- [ACTIVITY] Please show each line of the listing where "flag" is present.

- [STUDY MATERIAL]
◆ ◆ ◆ ◆

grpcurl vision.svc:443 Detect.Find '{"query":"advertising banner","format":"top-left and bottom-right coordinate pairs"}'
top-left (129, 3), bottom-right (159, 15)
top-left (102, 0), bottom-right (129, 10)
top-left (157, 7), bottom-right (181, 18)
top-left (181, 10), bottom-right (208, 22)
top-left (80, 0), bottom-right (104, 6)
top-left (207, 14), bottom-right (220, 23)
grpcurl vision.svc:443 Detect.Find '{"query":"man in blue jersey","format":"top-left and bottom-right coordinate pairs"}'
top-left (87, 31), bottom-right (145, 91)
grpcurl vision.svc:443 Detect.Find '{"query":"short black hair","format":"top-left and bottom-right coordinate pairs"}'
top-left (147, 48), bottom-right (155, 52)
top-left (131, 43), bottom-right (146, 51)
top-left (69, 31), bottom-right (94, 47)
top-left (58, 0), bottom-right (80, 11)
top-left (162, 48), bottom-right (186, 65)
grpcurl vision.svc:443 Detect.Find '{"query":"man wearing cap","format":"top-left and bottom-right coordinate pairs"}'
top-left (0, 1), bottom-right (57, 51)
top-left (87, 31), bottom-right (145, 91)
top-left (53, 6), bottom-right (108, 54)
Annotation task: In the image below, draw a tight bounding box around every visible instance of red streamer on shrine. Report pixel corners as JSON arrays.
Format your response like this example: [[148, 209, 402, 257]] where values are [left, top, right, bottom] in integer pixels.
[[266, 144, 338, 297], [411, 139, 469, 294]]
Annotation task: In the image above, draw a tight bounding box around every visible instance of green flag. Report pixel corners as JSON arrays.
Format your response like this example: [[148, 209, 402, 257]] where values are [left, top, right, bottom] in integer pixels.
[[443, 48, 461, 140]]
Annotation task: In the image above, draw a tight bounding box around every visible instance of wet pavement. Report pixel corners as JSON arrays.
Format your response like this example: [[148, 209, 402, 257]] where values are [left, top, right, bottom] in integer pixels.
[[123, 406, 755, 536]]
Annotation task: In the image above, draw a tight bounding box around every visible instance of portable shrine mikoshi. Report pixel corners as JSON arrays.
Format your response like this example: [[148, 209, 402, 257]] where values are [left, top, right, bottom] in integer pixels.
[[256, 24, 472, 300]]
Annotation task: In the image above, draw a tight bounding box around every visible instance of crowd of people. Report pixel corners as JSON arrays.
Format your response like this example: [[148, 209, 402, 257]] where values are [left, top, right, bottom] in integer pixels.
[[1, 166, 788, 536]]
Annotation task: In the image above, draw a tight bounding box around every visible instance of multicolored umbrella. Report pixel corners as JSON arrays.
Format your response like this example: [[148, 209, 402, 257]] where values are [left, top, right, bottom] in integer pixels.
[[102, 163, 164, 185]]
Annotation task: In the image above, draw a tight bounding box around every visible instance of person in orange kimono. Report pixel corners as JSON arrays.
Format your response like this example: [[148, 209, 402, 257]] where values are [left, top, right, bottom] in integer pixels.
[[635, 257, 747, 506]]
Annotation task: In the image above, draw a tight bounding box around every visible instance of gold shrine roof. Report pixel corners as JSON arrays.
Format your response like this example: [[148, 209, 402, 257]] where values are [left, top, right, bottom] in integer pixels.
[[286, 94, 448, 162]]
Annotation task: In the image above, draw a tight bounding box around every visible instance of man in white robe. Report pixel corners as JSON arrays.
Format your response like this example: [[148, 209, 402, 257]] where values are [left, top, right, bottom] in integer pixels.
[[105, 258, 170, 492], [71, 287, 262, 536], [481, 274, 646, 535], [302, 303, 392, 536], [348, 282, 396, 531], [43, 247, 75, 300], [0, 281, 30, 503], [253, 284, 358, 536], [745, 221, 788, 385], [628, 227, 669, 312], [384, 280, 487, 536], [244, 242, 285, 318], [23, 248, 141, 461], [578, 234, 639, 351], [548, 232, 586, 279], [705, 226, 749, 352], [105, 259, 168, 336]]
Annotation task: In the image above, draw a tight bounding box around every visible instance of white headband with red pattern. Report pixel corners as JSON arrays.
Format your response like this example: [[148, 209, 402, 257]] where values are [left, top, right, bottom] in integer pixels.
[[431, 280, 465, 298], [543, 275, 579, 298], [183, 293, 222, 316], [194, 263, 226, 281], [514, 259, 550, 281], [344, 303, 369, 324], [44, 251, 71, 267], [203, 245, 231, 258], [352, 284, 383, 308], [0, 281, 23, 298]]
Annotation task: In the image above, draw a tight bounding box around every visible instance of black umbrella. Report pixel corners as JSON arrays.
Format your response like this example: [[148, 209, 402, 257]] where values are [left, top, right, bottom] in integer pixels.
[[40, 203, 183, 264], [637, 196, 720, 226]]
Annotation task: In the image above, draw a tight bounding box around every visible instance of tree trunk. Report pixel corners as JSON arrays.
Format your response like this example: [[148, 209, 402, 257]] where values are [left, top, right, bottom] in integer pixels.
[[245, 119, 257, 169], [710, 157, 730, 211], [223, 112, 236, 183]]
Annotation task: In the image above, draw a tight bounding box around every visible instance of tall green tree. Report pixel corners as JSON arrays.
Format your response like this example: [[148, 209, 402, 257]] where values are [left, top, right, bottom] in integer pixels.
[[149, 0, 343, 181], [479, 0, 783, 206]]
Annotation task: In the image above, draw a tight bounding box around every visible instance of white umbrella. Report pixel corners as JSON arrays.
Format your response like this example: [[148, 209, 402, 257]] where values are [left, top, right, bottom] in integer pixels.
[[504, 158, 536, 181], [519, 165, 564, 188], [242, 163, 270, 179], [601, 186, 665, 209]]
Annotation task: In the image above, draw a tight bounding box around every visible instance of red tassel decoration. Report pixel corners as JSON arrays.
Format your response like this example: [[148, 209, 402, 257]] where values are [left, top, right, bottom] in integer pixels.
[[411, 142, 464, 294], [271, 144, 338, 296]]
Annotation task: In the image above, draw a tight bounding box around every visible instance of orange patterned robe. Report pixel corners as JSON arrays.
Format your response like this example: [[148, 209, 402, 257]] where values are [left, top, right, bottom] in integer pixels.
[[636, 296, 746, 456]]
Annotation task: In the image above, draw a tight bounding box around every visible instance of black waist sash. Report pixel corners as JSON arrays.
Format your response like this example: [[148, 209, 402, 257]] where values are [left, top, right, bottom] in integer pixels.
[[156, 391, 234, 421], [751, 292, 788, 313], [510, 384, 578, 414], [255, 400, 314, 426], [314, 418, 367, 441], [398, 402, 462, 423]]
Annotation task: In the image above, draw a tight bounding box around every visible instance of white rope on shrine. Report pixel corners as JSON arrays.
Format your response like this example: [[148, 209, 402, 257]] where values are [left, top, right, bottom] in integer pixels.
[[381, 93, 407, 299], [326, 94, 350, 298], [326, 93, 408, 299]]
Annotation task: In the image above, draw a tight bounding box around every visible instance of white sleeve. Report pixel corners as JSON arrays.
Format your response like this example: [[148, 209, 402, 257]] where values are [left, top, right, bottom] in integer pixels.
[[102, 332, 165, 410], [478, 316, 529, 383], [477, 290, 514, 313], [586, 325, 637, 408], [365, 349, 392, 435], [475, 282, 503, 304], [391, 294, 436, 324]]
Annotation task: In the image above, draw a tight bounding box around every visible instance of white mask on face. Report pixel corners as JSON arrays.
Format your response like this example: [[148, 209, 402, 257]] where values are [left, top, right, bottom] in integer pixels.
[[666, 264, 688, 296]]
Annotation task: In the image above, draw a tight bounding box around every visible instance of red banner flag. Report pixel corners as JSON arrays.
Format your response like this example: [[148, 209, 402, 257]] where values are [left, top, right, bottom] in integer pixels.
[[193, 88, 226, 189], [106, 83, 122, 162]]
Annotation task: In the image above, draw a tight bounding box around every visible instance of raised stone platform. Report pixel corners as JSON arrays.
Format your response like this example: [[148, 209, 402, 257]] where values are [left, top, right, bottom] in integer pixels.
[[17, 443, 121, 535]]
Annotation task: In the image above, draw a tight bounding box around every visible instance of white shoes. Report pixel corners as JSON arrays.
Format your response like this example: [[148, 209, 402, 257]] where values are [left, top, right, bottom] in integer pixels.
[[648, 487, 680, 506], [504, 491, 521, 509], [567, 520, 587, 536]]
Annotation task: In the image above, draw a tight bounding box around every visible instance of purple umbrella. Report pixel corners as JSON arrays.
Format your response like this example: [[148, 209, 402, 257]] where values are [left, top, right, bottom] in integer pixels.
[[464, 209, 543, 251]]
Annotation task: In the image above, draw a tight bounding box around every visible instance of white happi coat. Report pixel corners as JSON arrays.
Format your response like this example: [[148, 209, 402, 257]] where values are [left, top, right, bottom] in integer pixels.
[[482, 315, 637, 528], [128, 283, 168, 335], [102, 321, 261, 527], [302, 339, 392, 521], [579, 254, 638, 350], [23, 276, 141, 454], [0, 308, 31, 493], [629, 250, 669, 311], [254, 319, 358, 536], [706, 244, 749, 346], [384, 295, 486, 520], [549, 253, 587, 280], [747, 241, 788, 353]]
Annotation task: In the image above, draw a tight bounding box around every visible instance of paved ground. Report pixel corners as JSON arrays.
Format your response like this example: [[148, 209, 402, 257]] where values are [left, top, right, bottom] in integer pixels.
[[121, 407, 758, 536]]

◆ ◆ ◆ ◆

- [RESPONSE TO THIS EXERCISE]
Annotation task: In the image above, draw a tight bounding box around every visible instance of green flag. Report pixel corners as JSON arrays.
Annotation task: In the image above, draw a tight bounding box around every visible instance of red banner flag. Report pixel corners as JSON arrays.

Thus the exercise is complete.